**The exercise:**
Collect every line from the listing below that contains the string "foliage", where case counts.

**Data listing:**
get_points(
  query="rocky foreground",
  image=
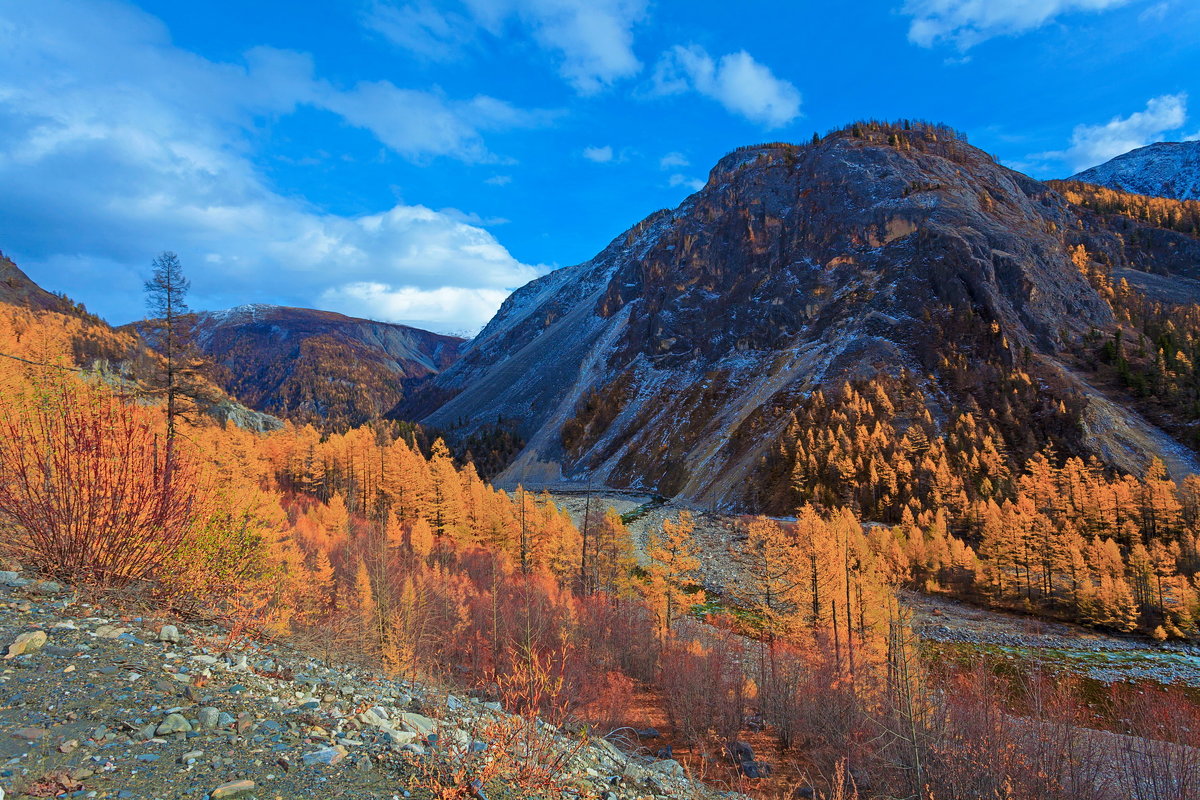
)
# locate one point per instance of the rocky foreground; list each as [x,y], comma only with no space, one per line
[99,704]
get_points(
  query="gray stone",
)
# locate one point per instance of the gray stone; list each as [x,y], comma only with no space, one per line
[27,643]
[12,579]
[209,717]
[670,768]
[417,723]
[327,756]
[232,789]
[174,723]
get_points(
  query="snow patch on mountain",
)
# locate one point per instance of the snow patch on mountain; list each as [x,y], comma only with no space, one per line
[1163,169]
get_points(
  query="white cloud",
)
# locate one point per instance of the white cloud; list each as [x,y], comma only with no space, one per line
[114,145]
[966,23]
[1095,144]
[599,155]
[736,80]
[420,28]
[673,160]
[418,124]
[441,310]
[592,40]
[694,184]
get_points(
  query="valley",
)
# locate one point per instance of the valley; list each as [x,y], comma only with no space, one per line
[972,631]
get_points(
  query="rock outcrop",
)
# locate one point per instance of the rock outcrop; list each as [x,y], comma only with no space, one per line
[664,364]
[143,709]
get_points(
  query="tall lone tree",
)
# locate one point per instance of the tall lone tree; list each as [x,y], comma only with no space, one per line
[171,322]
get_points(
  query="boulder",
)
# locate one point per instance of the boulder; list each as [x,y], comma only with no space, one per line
[27,643]
[173,723]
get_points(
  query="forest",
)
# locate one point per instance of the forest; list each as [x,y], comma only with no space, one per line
[360,546]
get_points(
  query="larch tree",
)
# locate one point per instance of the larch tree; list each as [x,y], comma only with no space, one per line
[673,561]
[171,324]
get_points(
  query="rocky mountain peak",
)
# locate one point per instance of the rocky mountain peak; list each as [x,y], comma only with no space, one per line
[670,362]
[1162,169]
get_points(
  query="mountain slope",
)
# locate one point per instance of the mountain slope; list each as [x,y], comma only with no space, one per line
[317,366]
[1161,169]
[18,289]
[39,326]
[677,359]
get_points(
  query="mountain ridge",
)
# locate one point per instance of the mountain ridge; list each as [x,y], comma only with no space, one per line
[670,362]
[318,367]
[1168,169]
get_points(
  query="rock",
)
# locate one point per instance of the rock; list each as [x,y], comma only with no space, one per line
[417,723]
[670,768]
[400,738]
[12,579]
[27,643]
[173,723]
[111,631]
[232,789]
[327,756]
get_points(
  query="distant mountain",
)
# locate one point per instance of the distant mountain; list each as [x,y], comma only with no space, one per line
[118,355]
[885,283]
[316,366]
[18,289]
[1162,169]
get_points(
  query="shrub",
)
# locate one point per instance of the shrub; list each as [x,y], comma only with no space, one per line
[85,486]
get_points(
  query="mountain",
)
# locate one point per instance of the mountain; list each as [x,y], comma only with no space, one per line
[891,275]
[18,289]
[35,322]
[1161,169]
[318,366]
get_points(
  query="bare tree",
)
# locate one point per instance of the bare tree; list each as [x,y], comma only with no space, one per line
[171,325]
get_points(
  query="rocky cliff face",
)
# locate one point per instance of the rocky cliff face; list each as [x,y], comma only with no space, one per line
[1161,169]
[669,361]
[17,289]
[317,366]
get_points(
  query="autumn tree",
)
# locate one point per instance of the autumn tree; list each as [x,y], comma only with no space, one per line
[673,561]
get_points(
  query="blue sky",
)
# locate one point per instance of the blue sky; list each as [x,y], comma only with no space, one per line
[417,161]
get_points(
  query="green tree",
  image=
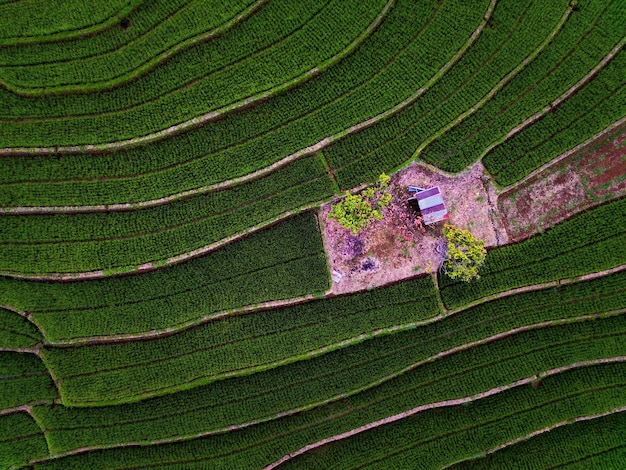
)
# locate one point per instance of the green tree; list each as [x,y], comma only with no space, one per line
[357,211]
[465,254]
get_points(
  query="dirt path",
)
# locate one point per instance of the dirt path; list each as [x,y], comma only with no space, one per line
[380,381]
[212,115]
[547,429]
[446,403]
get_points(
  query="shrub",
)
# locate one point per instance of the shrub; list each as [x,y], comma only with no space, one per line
[465,254]
[357,211]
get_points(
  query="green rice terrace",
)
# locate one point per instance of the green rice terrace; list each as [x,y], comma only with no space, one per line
[178,288]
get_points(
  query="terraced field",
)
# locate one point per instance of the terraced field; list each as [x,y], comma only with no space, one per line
[165,283]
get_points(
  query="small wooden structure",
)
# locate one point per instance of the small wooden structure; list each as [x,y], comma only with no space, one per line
[430,202]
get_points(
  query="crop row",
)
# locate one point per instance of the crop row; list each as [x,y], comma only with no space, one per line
[588,36]
[591,110]
[280,262]
[183,68]
[303,384]
[237,345]
[23,379]
[16,331]
[334,32]
[34,21]
[22,440]
[439,437]
[143,17]
[111,372]
[589,242]
[502,363]
[247,141]
[521,28]
[579,443]
[94,241]
[114,68]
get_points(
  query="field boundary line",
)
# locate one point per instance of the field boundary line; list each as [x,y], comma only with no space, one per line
[506,190]
[442,404]
[309,406]
[105,24]
[540,431]
[143,69]
[19,409]
[152,334]
[501,84]
[445,312]
[555,103]
[204,379]
[212,115]
[312,149]
[544,285]
[158,264]
[36,350]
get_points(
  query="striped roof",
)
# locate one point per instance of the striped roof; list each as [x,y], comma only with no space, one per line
[431,205]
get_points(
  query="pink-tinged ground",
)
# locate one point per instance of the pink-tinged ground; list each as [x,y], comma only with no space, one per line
[396,247]
[593,174]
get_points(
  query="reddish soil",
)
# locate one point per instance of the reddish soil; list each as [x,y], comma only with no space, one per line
[398,247]
[593,174]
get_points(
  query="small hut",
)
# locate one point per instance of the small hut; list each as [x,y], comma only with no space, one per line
[430,202]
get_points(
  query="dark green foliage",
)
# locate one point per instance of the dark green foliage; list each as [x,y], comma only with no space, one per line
[439,437]
[114,68]
[42,21]
[589,242]
[237,345]
[16,331]
[21,441]
[578,444]
[24,379]
[319,41]
[390,143]
[265,394]
[587,36]
[280,262]
[93,241]
[591,110]
[264,443]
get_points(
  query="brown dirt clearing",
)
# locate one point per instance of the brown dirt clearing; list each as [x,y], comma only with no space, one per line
[590,176]
[395,247]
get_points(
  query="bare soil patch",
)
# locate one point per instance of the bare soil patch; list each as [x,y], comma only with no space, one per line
[594,174]
[397,247]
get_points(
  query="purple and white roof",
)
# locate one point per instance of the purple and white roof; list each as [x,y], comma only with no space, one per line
[431,205]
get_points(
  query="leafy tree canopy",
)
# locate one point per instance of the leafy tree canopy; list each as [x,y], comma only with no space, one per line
[465,254]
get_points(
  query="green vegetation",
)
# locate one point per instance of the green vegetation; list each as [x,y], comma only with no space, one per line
[22,440]
[357,211]
[267,442]
[24,380]
[233,345]
[16,331]
[428,437]
[598,443]
[104,240]
[399,361]
[586,243]
[165,288]
[281,262]
[465,254]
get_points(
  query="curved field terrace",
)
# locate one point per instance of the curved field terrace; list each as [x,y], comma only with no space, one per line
[174,294]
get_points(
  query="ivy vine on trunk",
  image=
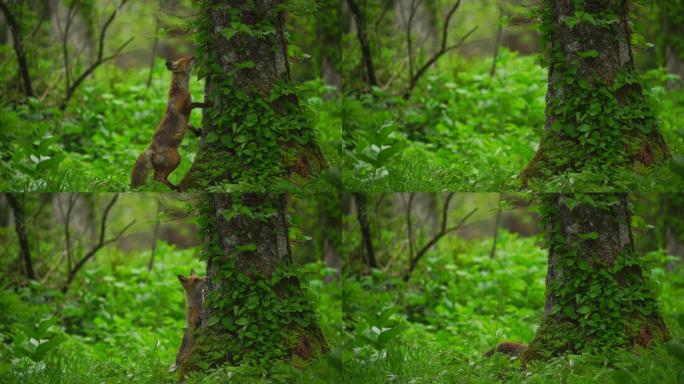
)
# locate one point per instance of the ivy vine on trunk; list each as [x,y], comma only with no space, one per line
[255,130]
[598,119]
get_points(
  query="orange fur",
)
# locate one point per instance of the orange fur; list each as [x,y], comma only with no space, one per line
[162,154]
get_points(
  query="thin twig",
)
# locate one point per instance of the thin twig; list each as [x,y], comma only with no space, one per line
[444,48]
[444,230]
[100,57]
[100,244]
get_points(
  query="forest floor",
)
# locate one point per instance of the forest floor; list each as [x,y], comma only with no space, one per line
[121,323]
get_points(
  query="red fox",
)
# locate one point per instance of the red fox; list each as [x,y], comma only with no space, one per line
[192,285]
[162,154]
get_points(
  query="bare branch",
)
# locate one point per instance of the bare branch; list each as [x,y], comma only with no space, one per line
[362,36]
[18,214]
[444,230]
[100,57]
[366,239]
[409,224]
[100,244]
[444,48]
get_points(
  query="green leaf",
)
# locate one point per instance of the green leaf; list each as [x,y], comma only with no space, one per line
[675,349]
[49,345]
[212,137]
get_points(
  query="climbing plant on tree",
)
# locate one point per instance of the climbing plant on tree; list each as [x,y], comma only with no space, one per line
[256,310]
[255,130]
[598,120]
[598,294]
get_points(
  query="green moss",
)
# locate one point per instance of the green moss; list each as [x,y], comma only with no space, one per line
[600,126]
[256,133]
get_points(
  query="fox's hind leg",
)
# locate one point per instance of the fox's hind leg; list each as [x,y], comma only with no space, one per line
[164,163]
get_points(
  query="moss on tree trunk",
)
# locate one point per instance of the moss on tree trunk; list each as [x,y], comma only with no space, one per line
[255,130]
[597,116]
[255,309]
[598,296]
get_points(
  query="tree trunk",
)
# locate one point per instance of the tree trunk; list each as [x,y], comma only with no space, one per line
[15,29]
[362,36]
[597,118]
[597,295]
[366,238]
[25,251]
[672,206]
[254,130]
[255,309]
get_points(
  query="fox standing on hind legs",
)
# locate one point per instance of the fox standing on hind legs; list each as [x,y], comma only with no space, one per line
[162,154]
[192,285]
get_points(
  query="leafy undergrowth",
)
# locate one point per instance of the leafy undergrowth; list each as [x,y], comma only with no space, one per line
[93,145]
[464,130]
[122,324]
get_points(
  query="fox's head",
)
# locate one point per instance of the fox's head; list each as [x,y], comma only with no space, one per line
[192,283]
[182,65]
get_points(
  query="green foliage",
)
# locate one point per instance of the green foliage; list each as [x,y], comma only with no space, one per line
[257,133]
[603,126]
[463,131]
[462,302]
[262,317]
[94,144]
[601,302]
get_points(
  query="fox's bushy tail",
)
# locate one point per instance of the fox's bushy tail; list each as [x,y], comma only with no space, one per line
[141,169]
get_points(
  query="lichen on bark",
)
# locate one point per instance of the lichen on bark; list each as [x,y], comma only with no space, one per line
[255,130]
[598,118]
[256,310]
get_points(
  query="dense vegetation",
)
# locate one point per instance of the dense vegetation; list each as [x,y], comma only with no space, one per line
[394,191]
[461,300]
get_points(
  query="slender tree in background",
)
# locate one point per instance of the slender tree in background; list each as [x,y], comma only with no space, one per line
[255,310]
[254,130]
[361,204]
[18,44]
[597,117]
[598,296]
[362,36]
[25,250]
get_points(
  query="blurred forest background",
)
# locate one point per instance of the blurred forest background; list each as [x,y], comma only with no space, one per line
[450,95]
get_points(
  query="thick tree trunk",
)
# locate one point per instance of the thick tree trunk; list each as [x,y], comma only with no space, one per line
[254,130]
[362,36]
[25,250]
[597,295]
[672,206]
[597,118]
[255,309]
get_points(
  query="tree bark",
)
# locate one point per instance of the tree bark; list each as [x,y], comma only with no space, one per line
[597,295]
[17,42]
[597,118]
[25,251]
[366,239]
[672,206]
[362,36]
[254,129]
[255,309]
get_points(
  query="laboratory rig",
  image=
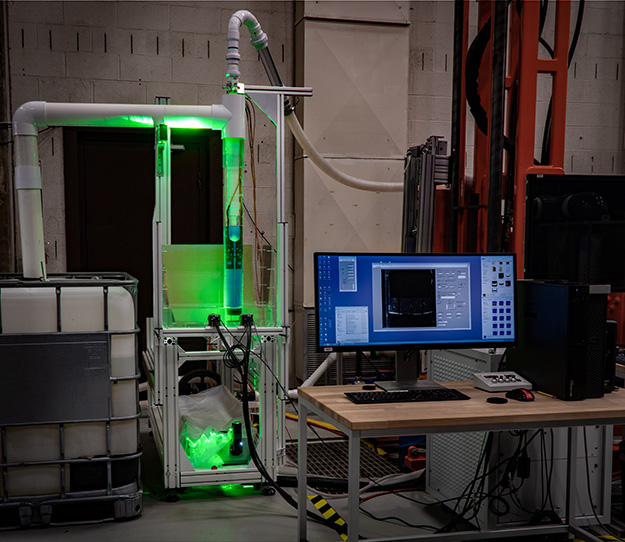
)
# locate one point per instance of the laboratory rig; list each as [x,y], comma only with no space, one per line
[216,412]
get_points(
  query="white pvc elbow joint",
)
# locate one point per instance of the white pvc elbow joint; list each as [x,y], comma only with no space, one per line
[28,117]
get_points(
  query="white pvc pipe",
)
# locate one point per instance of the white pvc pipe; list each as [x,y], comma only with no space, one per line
[312,379]
[258,37]
[330,170]
[33,115]
[228,117]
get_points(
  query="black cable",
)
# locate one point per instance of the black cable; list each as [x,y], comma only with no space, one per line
[243,366]
[395,518]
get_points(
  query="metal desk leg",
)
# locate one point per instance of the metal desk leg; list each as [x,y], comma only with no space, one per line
[571,486]
[302,436]
[353,486]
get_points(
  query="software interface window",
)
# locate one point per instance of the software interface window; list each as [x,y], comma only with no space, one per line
[410,299]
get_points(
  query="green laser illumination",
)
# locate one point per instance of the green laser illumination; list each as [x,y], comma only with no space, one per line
[206,452]
[233,242]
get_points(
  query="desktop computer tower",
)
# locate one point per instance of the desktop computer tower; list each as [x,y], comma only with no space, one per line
[452,459]
[562,338]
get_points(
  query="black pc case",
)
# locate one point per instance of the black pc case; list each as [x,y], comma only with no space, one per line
[562,338]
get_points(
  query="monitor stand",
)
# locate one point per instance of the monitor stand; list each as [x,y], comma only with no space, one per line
[407,373]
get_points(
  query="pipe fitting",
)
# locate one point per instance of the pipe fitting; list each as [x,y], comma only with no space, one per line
[28,118]
[233,36]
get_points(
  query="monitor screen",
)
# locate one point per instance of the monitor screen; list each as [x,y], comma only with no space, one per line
[401,301]
[574,229]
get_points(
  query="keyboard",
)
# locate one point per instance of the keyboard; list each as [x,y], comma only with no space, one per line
[405,396]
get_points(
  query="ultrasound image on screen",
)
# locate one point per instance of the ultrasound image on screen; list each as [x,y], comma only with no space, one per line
[408,298]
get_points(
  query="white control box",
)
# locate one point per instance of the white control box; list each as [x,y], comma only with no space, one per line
[500,381]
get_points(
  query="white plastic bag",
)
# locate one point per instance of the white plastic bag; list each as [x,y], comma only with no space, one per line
[215,407]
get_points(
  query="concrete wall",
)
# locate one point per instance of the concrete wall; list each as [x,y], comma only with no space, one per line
[134,52]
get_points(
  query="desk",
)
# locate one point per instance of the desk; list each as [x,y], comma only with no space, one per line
[402,419]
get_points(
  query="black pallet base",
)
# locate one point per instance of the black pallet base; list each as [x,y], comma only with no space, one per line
[70,511]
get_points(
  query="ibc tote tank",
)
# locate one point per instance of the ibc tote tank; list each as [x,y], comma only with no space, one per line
[69,414]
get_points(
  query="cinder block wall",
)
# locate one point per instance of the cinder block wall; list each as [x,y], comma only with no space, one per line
[133,52]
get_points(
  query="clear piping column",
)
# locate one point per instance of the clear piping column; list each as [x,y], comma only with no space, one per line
[233,139]
[233,231]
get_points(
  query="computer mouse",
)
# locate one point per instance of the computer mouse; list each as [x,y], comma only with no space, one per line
[520,394]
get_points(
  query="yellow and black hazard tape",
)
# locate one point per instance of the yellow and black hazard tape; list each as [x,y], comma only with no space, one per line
[330,514]
[602,537]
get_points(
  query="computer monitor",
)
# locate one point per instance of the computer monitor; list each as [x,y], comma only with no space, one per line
[371,302]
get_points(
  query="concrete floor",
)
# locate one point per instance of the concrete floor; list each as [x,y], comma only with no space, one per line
[215,514]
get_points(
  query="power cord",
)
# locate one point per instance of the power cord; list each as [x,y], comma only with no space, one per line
[242,365]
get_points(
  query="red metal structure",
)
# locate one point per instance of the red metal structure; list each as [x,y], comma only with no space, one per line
[500,192]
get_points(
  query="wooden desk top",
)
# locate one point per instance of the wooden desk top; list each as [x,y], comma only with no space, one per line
[469,415]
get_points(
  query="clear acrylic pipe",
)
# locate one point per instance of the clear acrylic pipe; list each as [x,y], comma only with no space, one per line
[233,231]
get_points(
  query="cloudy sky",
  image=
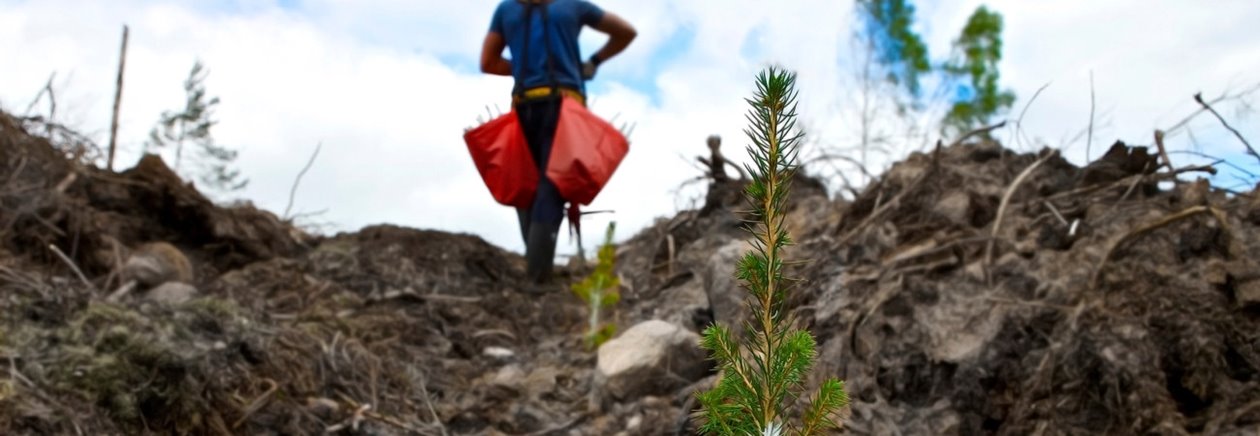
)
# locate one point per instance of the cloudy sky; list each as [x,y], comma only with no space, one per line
[388,86]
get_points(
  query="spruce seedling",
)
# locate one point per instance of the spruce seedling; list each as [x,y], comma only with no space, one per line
[600,291]
[764,373]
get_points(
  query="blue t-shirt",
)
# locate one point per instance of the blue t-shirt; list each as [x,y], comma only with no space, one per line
[566,19]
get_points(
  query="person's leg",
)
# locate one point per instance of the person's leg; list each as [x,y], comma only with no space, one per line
[548,208]
[523,217]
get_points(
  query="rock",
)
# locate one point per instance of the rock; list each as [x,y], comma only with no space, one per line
[725,294]
[509,379]
[650,358]
[171,292]
[955,207]
[686,304]
[321,407]
[1248,292]
[498,353]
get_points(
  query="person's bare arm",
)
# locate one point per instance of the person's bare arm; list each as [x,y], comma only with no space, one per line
[620,34]
[492,56]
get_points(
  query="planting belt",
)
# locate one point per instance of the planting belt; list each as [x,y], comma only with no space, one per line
[546,92]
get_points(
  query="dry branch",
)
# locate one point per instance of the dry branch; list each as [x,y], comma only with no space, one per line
[1251,150]
[292,192]
[1089,137]
[74,267]
[117,100]
[1163,222]
[978,131]
[1163,151]
[1002,211]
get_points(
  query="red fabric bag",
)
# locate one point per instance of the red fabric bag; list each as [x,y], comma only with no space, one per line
[585,153]
[502,155]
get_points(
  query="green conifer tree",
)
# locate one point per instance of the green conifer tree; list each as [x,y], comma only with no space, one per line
[764,372]
[193,125]
[600,291]
[978,52]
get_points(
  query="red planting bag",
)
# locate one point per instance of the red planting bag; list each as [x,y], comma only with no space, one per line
[502,155]
[585,153]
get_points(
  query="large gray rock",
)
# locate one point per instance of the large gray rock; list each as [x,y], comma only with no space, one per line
[650,358]
[725,292]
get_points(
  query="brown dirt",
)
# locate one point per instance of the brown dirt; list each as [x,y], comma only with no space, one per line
[1129,324]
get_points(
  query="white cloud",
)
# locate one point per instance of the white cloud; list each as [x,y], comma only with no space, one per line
[388,86]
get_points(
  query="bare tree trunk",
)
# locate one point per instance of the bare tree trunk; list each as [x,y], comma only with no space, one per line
[117,100]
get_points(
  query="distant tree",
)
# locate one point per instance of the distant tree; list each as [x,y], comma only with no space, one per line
[888,34]
[977,54]
[893,58]
[193,125]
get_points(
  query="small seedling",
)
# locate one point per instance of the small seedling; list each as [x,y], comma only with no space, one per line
[765,372]
[600,291]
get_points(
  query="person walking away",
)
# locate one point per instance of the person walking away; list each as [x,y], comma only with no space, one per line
[546,64]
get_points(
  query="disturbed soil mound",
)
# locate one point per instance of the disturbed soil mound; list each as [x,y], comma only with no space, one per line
[970,290]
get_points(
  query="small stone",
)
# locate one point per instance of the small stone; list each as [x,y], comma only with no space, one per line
[171,292]
[320,406]
[634,422]
[498,353]
[650,358]
[509,377]
[1248,292]
[955,207]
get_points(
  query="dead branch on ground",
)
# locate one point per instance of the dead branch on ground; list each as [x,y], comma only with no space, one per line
[1002,212]
[1163,222]
[117,100]
[73,267]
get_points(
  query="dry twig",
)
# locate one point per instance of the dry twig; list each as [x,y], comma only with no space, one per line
[978,131]
[74,267]
[1163,151]
[1002,211]
[1198,97]
[1163,222]
[117,100]
[1089,139]
[257,403]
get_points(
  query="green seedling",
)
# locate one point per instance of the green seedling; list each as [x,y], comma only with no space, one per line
[600,292]
[764,372]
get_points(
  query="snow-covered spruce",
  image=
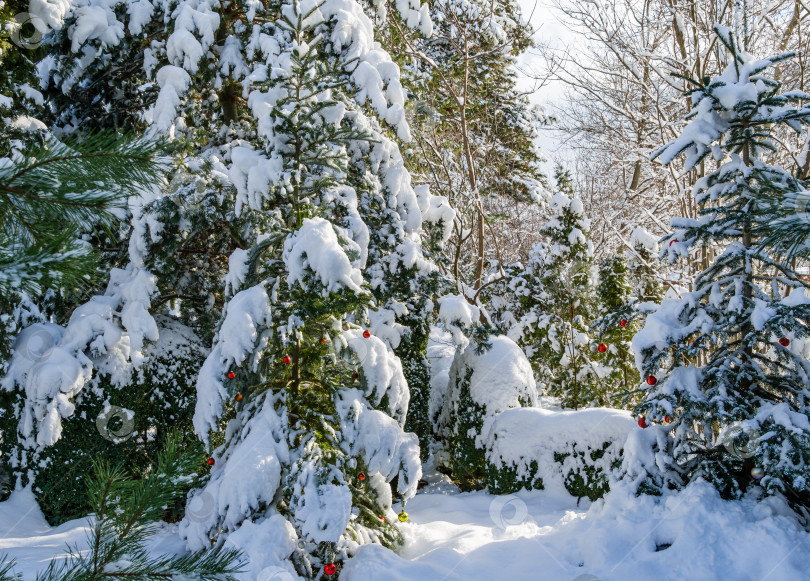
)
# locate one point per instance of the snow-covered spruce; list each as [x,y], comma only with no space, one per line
[727,362]
[547,305]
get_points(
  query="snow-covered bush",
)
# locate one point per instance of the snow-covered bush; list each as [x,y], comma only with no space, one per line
[532,448]
[485,379]
[124,420]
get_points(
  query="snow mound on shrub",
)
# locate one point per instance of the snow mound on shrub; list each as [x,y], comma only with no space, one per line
[520,436]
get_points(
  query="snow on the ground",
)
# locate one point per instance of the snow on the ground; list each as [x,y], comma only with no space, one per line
[454,536]
[539,535]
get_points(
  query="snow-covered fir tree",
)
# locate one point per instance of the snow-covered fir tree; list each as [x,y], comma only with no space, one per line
[317,432]
[726,363]
[612,333]
[285,170]
[554,298]
[474,129]
[628,289]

**Answer to the problem:**
  query="dark green foliage",
# locate one point per instance of the dark green foliage; list each as [x,y], comma only with no space, one per line
  query="green foliage",
# locate one point per instance of the green foliage; list each as [x,y], comma only with no space, one per line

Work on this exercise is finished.